• Problem statement
An exact copy of all the data is the required output.

Phrase grounding data
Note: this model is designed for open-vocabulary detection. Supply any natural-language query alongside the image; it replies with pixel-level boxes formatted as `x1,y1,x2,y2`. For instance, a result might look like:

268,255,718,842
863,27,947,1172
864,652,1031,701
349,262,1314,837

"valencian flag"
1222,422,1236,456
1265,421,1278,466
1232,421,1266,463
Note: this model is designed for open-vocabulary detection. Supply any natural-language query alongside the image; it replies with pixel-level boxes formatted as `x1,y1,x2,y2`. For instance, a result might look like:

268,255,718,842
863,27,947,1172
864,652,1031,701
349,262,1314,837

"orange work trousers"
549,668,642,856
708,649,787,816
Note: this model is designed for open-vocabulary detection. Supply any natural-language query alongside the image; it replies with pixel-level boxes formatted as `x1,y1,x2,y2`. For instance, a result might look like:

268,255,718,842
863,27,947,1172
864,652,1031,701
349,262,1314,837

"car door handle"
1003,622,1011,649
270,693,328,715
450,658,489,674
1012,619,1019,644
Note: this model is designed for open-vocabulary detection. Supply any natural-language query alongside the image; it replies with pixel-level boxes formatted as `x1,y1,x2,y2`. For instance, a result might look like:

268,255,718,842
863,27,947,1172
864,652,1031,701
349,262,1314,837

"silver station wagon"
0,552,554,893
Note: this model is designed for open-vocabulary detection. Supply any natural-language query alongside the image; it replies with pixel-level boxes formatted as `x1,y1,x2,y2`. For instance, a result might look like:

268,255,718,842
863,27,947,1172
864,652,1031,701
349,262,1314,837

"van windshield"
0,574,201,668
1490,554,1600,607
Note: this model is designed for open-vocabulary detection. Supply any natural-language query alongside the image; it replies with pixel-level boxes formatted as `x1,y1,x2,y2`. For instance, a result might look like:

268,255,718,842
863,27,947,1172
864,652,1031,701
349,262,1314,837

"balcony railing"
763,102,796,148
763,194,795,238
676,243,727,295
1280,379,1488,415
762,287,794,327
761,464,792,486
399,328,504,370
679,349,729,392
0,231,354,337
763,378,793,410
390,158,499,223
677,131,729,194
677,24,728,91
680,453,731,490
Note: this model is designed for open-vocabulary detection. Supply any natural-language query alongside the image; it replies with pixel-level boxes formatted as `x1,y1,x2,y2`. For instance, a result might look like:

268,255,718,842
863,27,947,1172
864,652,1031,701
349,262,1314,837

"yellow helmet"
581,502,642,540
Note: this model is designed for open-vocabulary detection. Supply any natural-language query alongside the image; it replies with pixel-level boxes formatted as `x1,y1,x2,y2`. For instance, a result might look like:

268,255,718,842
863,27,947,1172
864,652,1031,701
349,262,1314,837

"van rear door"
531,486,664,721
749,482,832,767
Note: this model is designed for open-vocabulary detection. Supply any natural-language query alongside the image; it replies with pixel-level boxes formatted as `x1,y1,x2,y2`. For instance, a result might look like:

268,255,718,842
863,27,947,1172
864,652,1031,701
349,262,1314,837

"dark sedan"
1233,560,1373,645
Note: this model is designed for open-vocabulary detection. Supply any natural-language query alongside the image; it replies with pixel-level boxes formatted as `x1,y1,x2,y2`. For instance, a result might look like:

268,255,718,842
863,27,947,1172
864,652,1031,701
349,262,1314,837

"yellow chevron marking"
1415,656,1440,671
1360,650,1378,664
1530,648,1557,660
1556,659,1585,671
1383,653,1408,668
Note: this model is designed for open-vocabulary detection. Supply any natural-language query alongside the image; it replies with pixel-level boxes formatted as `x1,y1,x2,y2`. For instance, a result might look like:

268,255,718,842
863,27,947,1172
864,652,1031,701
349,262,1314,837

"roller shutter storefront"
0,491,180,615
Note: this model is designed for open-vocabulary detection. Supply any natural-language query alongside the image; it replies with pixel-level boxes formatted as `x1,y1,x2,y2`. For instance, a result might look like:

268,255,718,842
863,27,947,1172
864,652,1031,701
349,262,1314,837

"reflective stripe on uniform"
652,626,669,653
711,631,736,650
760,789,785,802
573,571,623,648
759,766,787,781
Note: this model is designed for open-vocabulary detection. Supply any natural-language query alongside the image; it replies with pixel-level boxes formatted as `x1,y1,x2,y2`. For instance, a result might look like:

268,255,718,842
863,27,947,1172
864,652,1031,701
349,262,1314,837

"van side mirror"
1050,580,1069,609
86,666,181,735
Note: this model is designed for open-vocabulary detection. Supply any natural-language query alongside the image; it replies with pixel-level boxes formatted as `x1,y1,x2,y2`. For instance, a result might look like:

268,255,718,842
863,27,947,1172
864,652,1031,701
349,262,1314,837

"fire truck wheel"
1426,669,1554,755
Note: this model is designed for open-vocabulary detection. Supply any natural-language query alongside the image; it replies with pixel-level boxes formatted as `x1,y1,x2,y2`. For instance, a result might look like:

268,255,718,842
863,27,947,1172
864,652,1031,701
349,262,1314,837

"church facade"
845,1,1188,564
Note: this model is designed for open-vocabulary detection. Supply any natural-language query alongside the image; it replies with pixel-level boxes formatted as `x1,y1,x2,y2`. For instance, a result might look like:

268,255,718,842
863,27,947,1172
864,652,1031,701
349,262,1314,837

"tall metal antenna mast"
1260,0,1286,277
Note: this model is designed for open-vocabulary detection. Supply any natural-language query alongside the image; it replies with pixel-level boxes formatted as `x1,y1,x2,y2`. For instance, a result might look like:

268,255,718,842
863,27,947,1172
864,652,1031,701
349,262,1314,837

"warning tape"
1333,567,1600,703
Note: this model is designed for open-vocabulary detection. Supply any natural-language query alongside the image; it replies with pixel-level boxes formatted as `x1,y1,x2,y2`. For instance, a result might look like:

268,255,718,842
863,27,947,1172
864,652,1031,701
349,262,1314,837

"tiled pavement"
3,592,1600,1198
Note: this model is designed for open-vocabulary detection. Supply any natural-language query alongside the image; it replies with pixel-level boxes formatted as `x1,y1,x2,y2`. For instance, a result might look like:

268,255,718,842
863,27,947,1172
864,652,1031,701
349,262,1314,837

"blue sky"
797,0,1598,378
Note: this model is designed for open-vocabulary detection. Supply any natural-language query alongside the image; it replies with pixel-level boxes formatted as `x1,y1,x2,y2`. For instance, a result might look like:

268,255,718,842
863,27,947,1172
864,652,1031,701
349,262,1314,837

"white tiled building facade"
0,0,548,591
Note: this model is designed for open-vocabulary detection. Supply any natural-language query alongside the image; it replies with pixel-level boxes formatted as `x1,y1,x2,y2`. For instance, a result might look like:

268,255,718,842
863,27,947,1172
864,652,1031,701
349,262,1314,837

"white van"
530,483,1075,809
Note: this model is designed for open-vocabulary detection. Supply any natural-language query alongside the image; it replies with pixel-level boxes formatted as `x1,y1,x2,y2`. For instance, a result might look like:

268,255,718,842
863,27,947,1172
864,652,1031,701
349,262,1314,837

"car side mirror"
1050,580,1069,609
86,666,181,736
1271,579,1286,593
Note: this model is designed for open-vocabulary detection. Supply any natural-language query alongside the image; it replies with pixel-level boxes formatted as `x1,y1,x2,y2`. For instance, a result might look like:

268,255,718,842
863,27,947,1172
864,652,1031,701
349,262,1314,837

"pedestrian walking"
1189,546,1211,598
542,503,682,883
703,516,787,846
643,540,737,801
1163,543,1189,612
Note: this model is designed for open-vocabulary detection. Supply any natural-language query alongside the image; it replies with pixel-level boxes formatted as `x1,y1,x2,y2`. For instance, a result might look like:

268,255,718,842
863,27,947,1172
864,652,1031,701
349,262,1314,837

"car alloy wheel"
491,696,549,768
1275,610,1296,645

• Answer for this exercise
Note: this model is designed for open-vocabulary detection. Supply any natural-language query alongside the image; it replies with pixel-level boxes formatted as `x1,y1,x2,y2`. For instance, a result might look like:

268,255,718,842
863,27,947,1172
864,652,1031,701
349,262,1314,837

"valencian flag"
1222,422,1236,456
1265,421,1278,466
1232,421,1266,463
Note: this model is designed for open-vocabulary detection. Supply any natural-language query alongside the image; it replies with pixel-level boxes formatted as `x1,y1,x2,y2`. For instance, a result might look like:

268,255,718,842
863,27,947,1172
864,652,1031,701
349,262,1314,837

"orange work trousers"
549,668,642,856
708,649,787,816
Note: this model is designed for open-vocabulary detection. Supply any natural-language query alongside the image; it replies with pixel-level boxes formatted as `x1,y1,x2,y2`. For instance, a result might look like:

268,255,718,842
863,27,947,1172
864,652,1031,701
349,262,1314,837

"car door handle"
1003,622,1011,649
270,693,328,715
450,658,489,674
1012,619,1019,644
Note: this model is designed for open-vocabulary detection. Supply any natural-language query alongside the image; it replies with pixel-level boxes formatted as `x1,y1,x2,y2`. For instance, a result might look like:

268,255,718,842
863,27,947,1172
864,652,1031,701
349,262,1314,837

"silver station wagon"
0,552,554,893
Note: this model is designed for open-vocabulary detection. Supply any natural-language query alongside the image; it replies with pixel-level boxes formatted as `x1,y1,x2,y2`. For instance, a result might look like:

268,255,718,842
863,27,947,1172
864,652,1031,701
349,262,1314,837

"van windshield"
0,574,201,668
1490,554,1600,607
Note: this model is designed for open-vocabulary detection. Supply any natural-language query alongside the image; it replies with pixel-level boxes formatted as `x1,y1,x2,y2`. For instance, a result might look like:

268,255,718,842
863,27,947,1172
864,652,1031,701
349,262,1314,837

"balcony railing"
763,102,796,148
763,194,795,238
676,243,727,295
1280,379,1488,415
762,287,794,327
761,464,792,486
399,328,504,370
679,349,729,392
0,231,354,337
763,378,793,410
390,158,499,223
677,131,729,194
677,24,728,91
680,453,731,490
Note: this model is designed for open-vocabulary detection. Supply any natural-language query alongside the image; it replies with pixel-level boxes formatted as `x1,y1,x2,y2`. For instance, a result might look like:

268,255,718,842
863,27,947,1172
864,652,1031,701
349,262,1314,837

"yellow helmet"
581,502,642,540
Note: this model is designed for open-vocabulary detection. Supply any natural-language query alongside the image; it replies with pixel-level boxes formatted as `x1,y1,x2,y2`. For instance, a result might look like:

268,255,718,842
863,27,947,1172
864,652,1031,701
349,262,1314,837

"van rear door"
531,486,664,721
749,482,832,767
Note: this model is designed for open-vocabulary detection. Supply any natural-language query alongside the image; it replies with pixel-level boxes formatted as `x1,y1,x2,y2`. For instance, a result might look like:

268,255,718,842
863,27,947,1172
864,652,1031,701
349,262,1314,837

"dark sedan"
1233,560,1373,645
Note: this model is designed for open-vocabulary detection. Supply any natural-language query alongside the image; it replies with pixel-level boxes formatted as `x1,y1,x2,y2`. For instance, a result might look like:

268,255,718,842
863,27,947,1172
864,652,1031,701
349,262,1314,837

"yellow chevron marking"
1415,656,1440,671
1360,650,1378,664
1530,648,1557,660
1556,659,1585,671
1383,653,1408,668
Note: this model is designed for open-vocabulary detection. Supply any natural-language query alongside the image; it replies with pixel-level boxes formatted as `x1,y1,x2,y2`. For instance, a result might look like:

268,255,718,842
863,27,947,1172
864,652,1031,701
349,262,1314,837

"roller shutter storefront"
0,491,180,615
Note: this model is designed for open-vocabulary detection. Supply any natural-language query alongside the image; it replies with pixel-level boxes formatted as `x1,y1,x2,y2`. For instance, a result might look like:

268,255,718,842
863,27,947,1172
864,652,1031,701
349,262,1314,837

"reflective stripe on uniform"
652,626,669,653
711,631,736,650
760,789,785,802
573,571,623,648
759,766,787,781
Note: this model is designed for open-vocabulary detection. Supply any natural-language query alongside the image; it replies with pixel-level boxes formatted as `x1,y1,x2,y2`. For instance, a result might look like:

268,255,718,842
863,27,947,1172
864,652,1031,701
349,262,1314,837

"van side mirror"
1050,580,1069,609
86,666,181,735
Note: this model is designed for open-vocabulary detection. Supply any natural-language query alongside the image; it replies with pixel-level boxes formatted as `x1,y1,x2,y2`. For instance, a result might look like:

268,255,718,842
863,27,947,1172
864,652,1031,701
349,262,1314,837

"fire truck wheel"
1426,669,1554,755
Note: this model is designed for open-vocabulary detection. Supply any natural-language query alongside the image; it replies with pixel-level boxes formatted as `x1,y1,x2,y2`. For instance, a result might look like:

268,255,718,842
863,27,947,1172
864,652,1031,701
349,262,1314,837

"church facade"
845,1,1188,564
Note: this model is designed for open-vocabulary detection. Supply any natural-language query alongside the image; it replies with pixel-level boxes formatted as `x1,y1,x2,y2`. For instance, a result might look like:

268,255,718,842
863,27,947,1172
864,652,1031,701
349,262,1314,837

"tall metal antenna mast"
1260,0,1286,277
Note: this model is designed for open-vocabulary detection. Supply any natural-language query alongside the image; it replies with pixel-level boxes formatted as `x1,y1,x2,y2`. For instance, a result might look like:

268,255,718,842
863,27,947,1172
864,652,1031,701
349,262,1314,837

"warning tape"
1333,567,1600,703
Note: this model is designed for open-vocabulary detection. Supply any natural-language query alongside the image; it replies with pixel-level boxes formatted as `x1,y1,x2,y2`. For instance, a result might look like:

268,255,718,842
863,27,947,1172
864,652,1031,701
349,262,1314,837

"tiled pavement"
3,592,1600,1198
Note: this model is designed for open-vocabulary detection. Supply any natural-language query alongside the image; it replies with pixel-level boxes formatted as `x1,y1,x2,y2`. For instance, a result might look like:

268,255,718,842
863,27,947,1172
864,652,1031,701
349,262,1314,837

"blue sky"
797,0,1598,378
Note: this model is designed for open-vocabulary detection. Supply any natural-language query alongside the image; it replies with pixel-level boxes formatted as `x1,y1,x2,y2`. For instance, a result might look like:

268,255,718,842
863,27,947,1172
864,652,1031,701
349,262,1314,837

"white tiled building facade"
0,0,548,591
Note: this model is designed for open-vocabulary detection. Supply any natural-language query alongside the image; it replies with pixel-level boxes formatted as `x1,y1,x2,y2`. For instance, a result might look like:

268,255,718,842
863,27,947,1172
864,652,1031,701
349,262,1314,837

"white van"
530,483,1075,809
Note: this model is designed for open-vocabulary detection. Supply any natural-language query alongside the image; it replies with pixel-level boxes formatted as `x1,y1,x2,y2`. For instance, a result might look like:

268,255,718,842
863,27,947,1172
864,652,1031,701
349,262,1314,837

"car side mirror"
1050,580,1069,609
86,666,181,736
1271,579,1286,593
Note: this model is designed for open-vocabulary detection. Supply any natural-language query alongside the image; it replies with pixel-level boxes formatted as `x1,y1,x2,y2`. For instance, a result might look like:

268,255,718,842
863,27,947,1172
864,652,1031,701
349,262,1314,837

"pedestrian walking"
1189,546,1211,598
542,503,682,883
703,516,787,846
643,540,737,801
1163,543,1189,612
Note: this model is designed for open-vocabulary detection. Supply any natural-language query alongside the image; it replies with pixel-level boxes formatted as `x1,y1,x2,y2`. For instance, a result might look like:

268,255,718,842
863,27,947,1172
864,652,1031,701
349,262,1314,837

"car alloy wheel"
491,696,549,768
1275,610,1296,645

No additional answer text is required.